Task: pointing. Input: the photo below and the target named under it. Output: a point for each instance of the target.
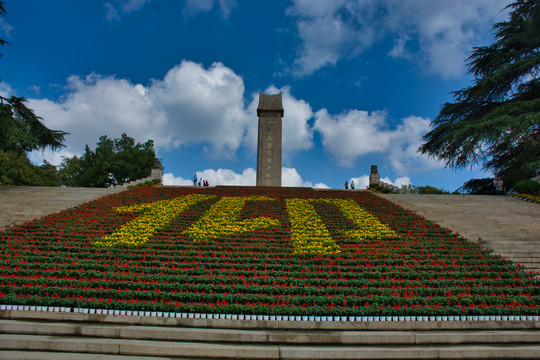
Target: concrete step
(220, 335)
(38, 355)
(41, 335)
(178, 350)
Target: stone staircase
(509, 226)
(24, 203)
(51, 335)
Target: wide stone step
(270, 351)
(39, 355)
(220, 335)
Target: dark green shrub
(479, 187)
(527, 187)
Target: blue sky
(361, 80)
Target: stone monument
(270, 113)
(374, 177)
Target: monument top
(270, 103)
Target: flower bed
(245, 250)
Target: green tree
(21, 131)
(496, 121)
(113, 162)
(16, 169)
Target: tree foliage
(21, 131)
(483, 186)
(16, 169)
(496, 121)
(113, 162)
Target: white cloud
(5, 89)
(352, 134)
(438, 35)
(5, 27)
(405, 140)
(355, 133)
(170, 179)
(202, 106)
(290, 177)
(190, 105)
(193, 7)
(116, 7)
(362, 182)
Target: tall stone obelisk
(270, 113)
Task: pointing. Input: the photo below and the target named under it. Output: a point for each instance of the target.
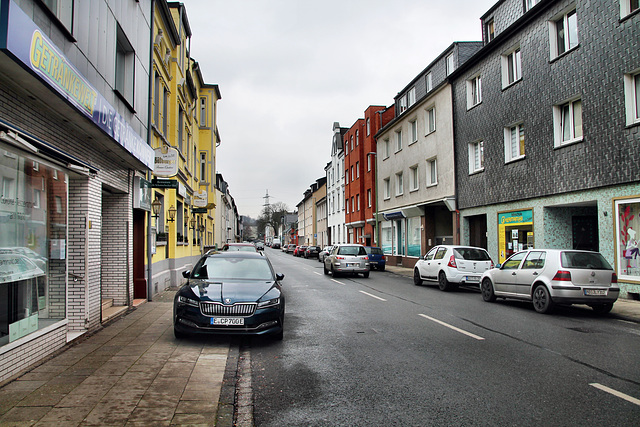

# Task goal:
Add 95 to every coordinate in the points, then write out the records again from the line with "Target: flower bed" through the end of the records, with both ends included. Copy all other lines unchanged, and omit the pictures.

# Task solution:
Target: flower bed
(340, 345)
Target: green tree
(116, 226)
(591, 216)
(208, 257)
(111, 264)
Target: tree foliage
(116, 226)
(578, 281)
(111, 264)
(591, 216)
(208, 257)
Target: white cloud
(100, 184)
(447, 229)
(533, 130)
(100, 122)
(500, 235)
(450, 228)
(265, 274)
(297, 201)
(385, 272)
(285, 200)
(288, 102)
(211, 102)
(457, 277)
Target: tall stone obelisk
(365, 208)
Task: pointing. Input: the photo below and the target named under it. Output: a point for each instance of the target.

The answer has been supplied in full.